▶ EXERCISE BRIEF
This exercise asks for every line of the material that includes the word "target".

▶ SUPPLIED RECORDS

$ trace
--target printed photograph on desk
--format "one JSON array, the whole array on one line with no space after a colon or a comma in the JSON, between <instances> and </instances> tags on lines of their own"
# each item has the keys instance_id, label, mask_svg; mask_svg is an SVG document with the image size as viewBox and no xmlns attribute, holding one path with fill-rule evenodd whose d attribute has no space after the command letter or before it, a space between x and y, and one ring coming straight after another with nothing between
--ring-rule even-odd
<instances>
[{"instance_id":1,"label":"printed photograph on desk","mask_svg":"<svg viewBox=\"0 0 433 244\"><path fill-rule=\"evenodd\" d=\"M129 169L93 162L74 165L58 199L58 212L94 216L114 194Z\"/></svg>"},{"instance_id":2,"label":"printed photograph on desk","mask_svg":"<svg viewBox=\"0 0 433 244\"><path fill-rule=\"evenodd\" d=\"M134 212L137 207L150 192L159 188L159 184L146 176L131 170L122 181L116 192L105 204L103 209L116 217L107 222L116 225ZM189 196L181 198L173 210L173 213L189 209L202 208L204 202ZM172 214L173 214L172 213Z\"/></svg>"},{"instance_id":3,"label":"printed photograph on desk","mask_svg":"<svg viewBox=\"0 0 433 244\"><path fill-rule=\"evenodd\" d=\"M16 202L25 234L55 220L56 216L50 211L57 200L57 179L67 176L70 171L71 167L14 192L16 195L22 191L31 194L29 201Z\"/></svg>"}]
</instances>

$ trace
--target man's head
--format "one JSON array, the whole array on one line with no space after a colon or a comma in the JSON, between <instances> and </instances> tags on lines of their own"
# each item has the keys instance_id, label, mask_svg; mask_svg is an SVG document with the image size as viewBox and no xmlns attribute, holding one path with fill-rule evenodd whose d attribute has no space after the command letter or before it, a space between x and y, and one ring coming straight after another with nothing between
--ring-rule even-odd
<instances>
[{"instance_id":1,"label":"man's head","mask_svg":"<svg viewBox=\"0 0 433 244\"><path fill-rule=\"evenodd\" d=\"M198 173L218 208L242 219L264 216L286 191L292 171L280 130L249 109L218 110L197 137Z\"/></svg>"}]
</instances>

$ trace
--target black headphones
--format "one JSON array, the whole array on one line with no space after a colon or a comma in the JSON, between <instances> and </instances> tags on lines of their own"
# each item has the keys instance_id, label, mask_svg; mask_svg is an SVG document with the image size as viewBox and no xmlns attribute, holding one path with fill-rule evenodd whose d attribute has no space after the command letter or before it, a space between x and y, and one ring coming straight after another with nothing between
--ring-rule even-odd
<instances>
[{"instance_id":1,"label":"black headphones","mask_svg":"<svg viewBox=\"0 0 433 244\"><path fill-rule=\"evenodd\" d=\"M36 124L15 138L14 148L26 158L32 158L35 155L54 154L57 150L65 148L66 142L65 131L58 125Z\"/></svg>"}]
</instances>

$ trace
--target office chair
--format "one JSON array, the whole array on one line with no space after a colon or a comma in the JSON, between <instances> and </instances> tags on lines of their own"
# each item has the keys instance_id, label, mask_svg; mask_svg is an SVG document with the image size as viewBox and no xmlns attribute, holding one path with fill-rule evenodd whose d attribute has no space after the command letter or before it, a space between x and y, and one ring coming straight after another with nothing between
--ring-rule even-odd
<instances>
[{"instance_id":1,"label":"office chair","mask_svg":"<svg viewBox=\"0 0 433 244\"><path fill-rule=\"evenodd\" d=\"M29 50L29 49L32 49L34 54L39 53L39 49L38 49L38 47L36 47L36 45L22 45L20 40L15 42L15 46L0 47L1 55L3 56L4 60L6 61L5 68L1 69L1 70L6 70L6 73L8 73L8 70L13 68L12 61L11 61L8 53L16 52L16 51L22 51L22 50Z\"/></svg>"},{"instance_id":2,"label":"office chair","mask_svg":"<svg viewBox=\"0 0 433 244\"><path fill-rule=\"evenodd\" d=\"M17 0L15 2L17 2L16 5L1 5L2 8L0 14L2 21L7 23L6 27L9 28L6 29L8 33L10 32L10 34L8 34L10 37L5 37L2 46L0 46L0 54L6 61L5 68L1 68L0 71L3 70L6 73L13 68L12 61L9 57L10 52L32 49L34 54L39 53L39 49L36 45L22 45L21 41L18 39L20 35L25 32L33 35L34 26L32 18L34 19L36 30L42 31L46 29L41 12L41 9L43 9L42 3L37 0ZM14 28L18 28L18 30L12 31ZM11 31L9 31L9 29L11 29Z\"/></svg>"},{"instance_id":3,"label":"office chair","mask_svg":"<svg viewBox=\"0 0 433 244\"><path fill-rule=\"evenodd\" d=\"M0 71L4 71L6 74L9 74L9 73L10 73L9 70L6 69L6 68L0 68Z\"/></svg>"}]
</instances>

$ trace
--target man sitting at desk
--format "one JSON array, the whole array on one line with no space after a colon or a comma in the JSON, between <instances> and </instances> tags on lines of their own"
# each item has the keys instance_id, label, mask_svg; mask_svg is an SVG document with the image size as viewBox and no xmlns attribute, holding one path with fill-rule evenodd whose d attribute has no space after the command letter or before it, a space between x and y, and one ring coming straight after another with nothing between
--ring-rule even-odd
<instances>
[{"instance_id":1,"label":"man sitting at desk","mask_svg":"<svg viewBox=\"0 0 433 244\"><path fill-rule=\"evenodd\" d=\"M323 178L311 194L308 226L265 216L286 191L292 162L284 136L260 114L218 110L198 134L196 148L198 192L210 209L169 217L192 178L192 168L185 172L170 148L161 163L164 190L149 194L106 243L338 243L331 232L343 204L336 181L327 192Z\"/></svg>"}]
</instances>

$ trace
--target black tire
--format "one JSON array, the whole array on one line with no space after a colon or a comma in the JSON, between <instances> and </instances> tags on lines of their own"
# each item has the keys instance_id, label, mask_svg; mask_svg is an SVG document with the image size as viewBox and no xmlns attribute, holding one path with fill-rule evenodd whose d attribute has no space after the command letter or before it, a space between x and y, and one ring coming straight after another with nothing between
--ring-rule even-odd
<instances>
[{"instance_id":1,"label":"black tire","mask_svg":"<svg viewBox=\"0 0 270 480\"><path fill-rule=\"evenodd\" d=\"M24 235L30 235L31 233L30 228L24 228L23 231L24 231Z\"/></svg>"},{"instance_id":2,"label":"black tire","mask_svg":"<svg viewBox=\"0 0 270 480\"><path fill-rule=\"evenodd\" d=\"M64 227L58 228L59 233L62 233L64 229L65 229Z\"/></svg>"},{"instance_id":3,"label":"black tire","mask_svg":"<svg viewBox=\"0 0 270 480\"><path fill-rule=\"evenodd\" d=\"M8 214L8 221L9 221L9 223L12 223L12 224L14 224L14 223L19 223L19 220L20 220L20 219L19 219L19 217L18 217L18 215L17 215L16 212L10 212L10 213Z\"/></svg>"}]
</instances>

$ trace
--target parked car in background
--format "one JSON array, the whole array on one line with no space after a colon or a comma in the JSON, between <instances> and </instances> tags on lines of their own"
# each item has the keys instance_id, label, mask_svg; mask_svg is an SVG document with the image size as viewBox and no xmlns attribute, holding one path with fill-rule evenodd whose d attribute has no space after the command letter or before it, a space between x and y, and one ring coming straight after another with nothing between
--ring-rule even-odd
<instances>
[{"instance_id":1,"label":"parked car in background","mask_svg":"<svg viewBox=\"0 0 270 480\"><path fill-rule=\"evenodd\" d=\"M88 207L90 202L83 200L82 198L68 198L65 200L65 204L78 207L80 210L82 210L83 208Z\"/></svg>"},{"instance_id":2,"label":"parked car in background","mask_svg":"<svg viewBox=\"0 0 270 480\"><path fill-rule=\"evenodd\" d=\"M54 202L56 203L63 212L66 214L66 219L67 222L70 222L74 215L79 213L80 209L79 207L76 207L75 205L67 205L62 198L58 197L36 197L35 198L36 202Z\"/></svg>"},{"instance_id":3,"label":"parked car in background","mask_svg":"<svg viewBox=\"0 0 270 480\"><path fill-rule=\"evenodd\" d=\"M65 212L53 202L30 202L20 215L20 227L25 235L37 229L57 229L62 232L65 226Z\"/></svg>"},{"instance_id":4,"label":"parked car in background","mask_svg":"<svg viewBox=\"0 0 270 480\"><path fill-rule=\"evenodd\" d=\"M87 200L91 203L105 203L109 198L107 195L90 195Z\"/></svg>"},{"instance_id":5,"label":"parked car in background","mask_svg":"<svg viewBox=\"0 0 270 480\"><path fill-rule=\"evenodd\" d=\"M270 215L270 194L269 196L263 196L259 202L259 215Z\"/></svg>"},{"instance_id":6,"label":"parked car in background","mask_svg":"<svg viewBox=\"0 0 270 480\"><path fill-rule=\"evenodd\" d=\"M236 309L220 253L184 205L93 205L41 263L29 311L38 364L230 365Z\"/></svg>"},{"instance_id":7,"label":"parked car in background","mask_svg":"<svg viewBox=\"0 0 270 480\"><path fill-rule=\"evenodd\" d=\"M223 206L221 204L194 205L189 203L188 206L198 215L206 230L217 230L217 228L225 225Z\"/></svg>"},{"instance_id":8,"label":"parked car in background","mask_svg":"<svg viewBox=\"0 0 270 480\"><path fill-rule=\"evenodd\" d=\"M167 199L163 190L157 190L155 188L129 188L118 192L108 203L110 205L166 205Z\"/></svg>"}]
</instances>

▶ SOLUTION FOR THIS EXERCISE
--target printed photograph on desk
--target man's head
--target black headphones
--target office chair
--target man sitting at desk
--target black tire
--target parked car in background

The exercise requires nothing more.